*Job 1*:
Can you rewrite everything in the Davy Crockett article from "One of my favorite" down to "Hillbillies TV fame).", changing "flintlocks" to "long rifles"?
*Job 2*:
In the Davy Crockett article:
(a) How many episodes of Daniel Boone aired?
(b) What brand of VHS tape was used to record the Crockett movies?
(c) Who played Georgie Russel?
*Job 3*:
Could you pick up the Davy Crockett article where it ends and keep writing it?

┌─ Extracted text

Fess Parker was an instant hit as Crockett and went on to play him several more times over the next two years in more Disney shorts like Davy Crockett Goes to Congress, Davy Crockett and the River Boat Pirates, Davy Crockett’s Keelboat Race, and of course, Davy Crockett at the Alamo. Indian Fighter, Congress, and Alamo were later combined to form the feature-length film Davy Crockett: King of the Wild Frontier.
Other than a few cameos, that was the extent of Parker’s run as Crockett. Still, Disney liked him in the buckskins so much that he was tapped to star as another famous frontiersman in Daniel Boone. Parker pretty much wore the same costume and hat in the popular series, which ran for 165 episodes from 1964 to 1970.
The corny old Fess Parker Disney movies have a special place in my heart. My father loved them growing up and watched them on the family black-and-white TV as they aired for the first time, probably sitting cross-legged on the living room rug with his crew cut covered by an imitation coonskin cap.
When we got a free week of the Disney Channel back in the 1980s, the TV Guide told us they’d be airing all the Fess Parker Crockett movies. My dad promptly opened a fresh Maxell VHS tape and recorded every one of them, and I watched them all just about to death. When we went to Six Flags the next summer, I dragged my folks right to Frontier Land and begged for my own fake coonskin cap, which I then wore way too much.
One of my favorite moments from those old Disney movies comes in King of the Wild Frontier when Davy gets into a Robin-Hood-style shooting competition with flintlocks instead of bows against a surly dude called Bigfoot. On the first shot, both men shoot equally well. Crockett shoots second against his blowhard opponent during the tie-breaking round and fires quickly, much to the dismay of his partner Georgie Russel (played by Buddy Ebsen of The Beverly Hillbillies TV fame).
There’s only one hole in Crockett’s wooden target, and everyone thinks he missed the board completely. But when the scorekeeper digs into the hole with his knife, he pulls out two musket balls. Davy put his second shot right on top of his first for the win and did so with a humble smile. That’s boss.
Watching these old flicks again so many years later, I realize Parker’s acting is shaky in spots, the moral lessons are pretty on the nose, and the depictions of Native Americans are a bit racist (though Crockett is a staunch advocate for Native American rights throughout the movies) — but none of that makes me like them any less.
John Wayne’s Version of Crockett
In 1960, Crockett finally got a big-screen portrayal in The Alamo following the Crockett mania of the previous decade. He was played by none other than John Wayne, who also occupied the director’s chair for this sprawling Hollywood epic with huge sets, a cast full of big names, and lots of extras.

└─
┌─ Data rows

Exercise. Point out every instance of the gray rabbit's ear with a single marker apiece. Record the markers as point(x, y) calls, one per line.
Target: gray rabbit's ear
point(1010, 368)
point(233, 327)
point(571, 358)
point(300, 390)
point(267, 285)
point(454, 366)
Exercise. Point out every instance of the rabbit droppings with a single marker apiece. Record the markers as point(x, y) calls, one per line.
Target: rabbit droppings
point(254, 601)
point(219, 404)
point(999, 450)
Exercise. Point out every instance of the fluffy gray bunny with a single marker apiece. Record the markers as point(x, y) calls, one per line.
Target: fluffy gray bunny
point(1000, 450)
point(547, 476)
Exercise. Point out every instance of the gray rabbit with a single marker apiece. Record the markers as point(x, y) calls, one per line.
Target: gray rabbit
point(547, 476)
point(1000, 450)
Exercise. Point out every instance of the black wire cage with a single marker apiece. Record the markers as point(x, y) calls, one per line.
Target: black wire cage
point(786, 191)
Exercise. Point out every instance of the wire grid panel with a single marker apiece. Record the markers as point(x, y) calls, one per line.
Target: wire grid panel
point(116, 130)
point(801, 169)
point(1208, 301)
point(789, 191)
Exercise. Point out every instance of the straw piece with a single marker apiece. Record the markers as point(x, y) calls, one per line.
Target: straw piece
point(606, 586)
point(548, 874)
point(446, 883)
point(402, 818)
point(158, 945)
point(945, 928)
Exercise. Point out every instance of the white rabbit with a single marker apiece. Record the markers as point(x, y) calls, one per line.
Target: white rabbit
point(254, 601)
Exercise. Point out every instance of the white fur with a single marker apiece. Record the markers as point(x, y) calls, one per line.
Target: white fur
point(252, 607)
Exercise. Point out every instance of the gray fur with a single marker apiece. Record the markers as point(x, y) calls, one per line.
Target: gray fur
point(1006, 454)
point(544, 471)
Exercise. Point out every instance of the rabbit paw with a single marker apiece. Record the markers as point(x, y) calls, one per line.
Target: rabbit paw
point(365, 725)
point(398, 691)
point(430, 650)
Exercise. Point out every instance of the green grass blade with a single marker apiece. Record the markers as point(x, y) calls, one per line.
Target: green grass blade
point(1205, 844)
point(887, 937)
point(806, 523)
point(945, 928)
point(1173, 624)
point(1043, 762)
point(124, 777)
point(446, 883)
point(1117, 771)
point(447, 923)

└─

*Written answer 1*:
One of my favorite moments from those old Disney movies comes in King of the Wild Frontier when Davy gets into a Robin-Hood-style shooting competition with long rifles instead of bows against a surly dude called Bigfoot. On the first shot, both men shoot equally well. Crockett shoots second against his blowhard opponent during the tie-breaking round and fires quickly, much to the dismay of his partner Georgie Russel (played by Buddy Ebsen of The Beverly Hillbillies TV fame).

*Written answer 2*:
(a) 165
(b) Maxell
(c) Buddy Ebsen

*Written answer 3*:
I’m not the biggest Wayne fan, but I have to admit, he did a fine job in this movie. His take on Crockett is quite different from Parker’s, who played him as a soft-spoken, seemingly affable country fella with an unassuming cunning and intelligence. Wayne’s version is a bit more boisterous, but he still has the characteristic Crockett humility and wiliness. However, once Wayne sheds the coonskin cap that he only wears for a few scenes, he just kind of turns into, well, John Wayne with a flintlock instead of a lever gun.
Of course, this story only focuses on the last chapter of Crockett’s life leading up to and during the Battle of the Alamo, where he met his ultimate fate alongside another frontier legend, Jim Bowie. Actually, let’s talk about Crockett’s death for a moment.
In the Disney version, Crockett goes out swinging his empty rifle atop a staircase being scaled by the entire Mexican army before the shot dissolves to a finale and a song. This send-off echoes the classic 1903 painting by Robert Jenkins Onderdonk, The Fall of the Alamo, which depicts Crockett wielding his rifle as a club against Mexican troops who have breached the mission’s walls.
In the Wayne version, Crockett does the same with a torch after the fort has been overrun. As he changes positions, constantly fending off enemy soldiers, he’s skewered clean through the chest with a pike. He staggers into the fort’s magazine, tosses his torch on the barrels of gunpowder stored there, and blows most of the mission building, and himself, to hell.
Nobody knows how Crockett really died. At the time, Gen. Santa Anna didn’t think of the battle at the Alamo as particularly noteworthy, other than it being a 13-day delay that ended up costing him a few hundred men.
Some accounts say five or seven defenders of the Alamo surrendered, and others say Santa Anna had them put to death. A few stories got around that Crockett was among the group that surrendered. On the contrary, at least one account from a cook who worked for Santa Anna’s officers said Crockett’s body was found surrounded by “no less than 16 Mexican corpses,” according to 13 Days to Glory: The Siege of the Alamo by Lon Tinkle.
It’s unlikely we’ll ever know what really happened at the Alamo beyond a shadow of a doubt. Hell, there are even conflicting numbers about how many people died on either side. Santa Anna claimed hundreds of Texans were killed while only a few dozen Mexican soldiers died. Several Alamo histories say Mexican casualties numbered 400 to 600 men and that between 182 and 257 people died attempting to hold the Alamo.
One man, Henry Warnell, is believed to have escaped the battle, only to die soon after from wounds he received as a courier. A version of Warnell was depicted as Smitty (Frankie Avalon) in The Alamo, and the audience sees the aftermath of the battle from his perspective.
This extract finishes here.